┌──
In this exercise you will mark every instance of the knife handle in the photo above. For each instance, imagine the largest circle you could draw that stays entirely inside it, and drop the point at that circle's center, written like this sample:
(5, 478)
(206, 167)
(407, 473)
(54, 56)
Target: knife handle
└──
> Task goal:
Copy every line of the listing above word for word, keeping the original order.

> Expected answer:
In this exercise you will mark every instance of the knife handle in the photo above. For each instance, imagine the largest circle you could draw that stays entirely inside it, and drop the point at that circle's center, written like this sample:
(5, 478)
(206, 167)
(407, 473)
(54, 56)
Target: knife handle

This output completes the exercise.